%%

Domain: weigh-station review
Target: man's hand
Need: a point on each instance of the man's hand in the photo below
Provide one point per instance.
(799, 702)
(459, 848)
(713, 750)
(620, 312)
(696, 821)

%%
%%

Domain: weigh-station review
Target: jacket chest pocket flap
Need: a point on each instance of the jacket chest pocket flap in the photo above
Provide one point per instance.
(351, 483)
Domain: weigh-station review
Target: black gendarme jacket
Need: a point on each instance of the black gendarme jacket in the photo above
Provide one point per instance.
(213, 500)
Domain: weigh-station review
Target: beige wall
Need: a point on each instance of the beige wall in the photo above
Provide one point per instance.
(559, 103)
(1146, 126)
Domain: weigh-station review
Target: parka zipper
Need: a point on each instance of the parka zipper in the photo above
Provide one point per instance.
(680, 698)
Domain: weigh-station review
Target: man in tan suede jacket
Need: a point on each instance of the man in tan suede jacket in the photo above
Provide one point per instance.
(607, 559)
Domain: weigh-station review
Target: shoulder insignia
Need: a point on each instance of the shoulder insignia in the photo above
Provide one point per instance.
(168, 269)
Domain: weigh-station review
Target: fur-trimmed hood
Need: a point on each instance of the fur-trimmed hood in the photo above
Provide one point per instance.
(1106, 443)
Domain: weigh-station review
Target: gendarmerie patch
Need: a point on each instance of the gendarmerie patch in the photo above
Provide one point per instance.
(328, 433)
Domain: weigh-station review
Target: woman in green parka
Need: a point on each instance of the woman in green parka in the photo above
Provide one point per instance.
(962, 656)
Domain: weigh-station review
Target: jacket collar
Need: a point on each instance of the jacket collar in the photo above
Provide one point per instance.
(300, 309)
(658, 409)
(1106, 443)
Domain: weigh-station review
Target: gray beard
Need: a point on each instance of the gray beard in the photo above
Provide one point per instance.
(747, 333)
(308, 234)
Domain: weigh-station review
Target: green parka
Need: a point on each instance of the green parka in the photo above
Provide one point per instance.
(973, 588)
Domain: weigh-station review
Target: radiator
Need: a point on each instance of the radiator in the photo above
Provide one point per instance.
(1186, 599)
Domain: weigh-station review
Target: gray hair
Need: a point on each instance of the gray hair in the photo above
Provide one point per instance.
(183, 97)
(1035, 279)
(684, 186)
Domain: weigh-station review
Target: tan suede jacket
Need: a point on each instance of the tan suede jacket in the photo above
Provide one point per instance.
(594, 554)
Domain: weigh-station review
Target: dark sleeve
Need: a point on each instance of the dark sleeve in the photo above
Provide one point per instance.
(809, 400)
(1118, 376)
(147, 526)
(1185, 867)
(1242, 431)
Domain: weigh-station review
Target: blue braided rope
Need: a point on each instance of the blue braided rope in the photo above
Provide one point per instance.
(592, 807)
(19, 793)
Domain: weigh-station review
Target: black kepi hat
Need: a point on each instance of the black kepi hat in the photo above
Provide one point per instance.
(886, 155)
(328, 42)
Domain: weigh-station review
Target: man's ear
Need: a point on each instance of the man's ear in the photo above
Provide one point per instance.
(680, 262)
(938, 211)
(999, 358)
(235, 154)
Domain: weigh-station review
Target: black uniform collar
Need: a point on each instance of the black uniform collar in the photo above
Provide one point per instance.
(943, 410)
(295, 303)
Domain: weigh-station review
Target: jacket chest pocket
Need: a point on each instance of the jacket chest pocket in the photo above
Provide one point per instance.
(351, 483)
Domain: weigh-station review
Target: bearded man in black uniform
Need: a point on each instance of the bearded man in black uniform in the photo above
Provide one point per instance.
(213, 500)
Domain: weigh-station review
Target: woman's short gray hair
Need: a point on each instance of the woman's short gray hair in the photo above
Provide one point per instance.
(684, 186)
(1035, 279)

%%

● DIRECTIONS
Pick out every line of the material above that contains the word "hair", matching its capitalization exactly.

● TASK OUTPUT
Target: gray hair
Need: a point on each instance of the gray hair in the photo above
Target: woman's short gray hair
Need: a point on each instance of the woman's short gray hair in the photo above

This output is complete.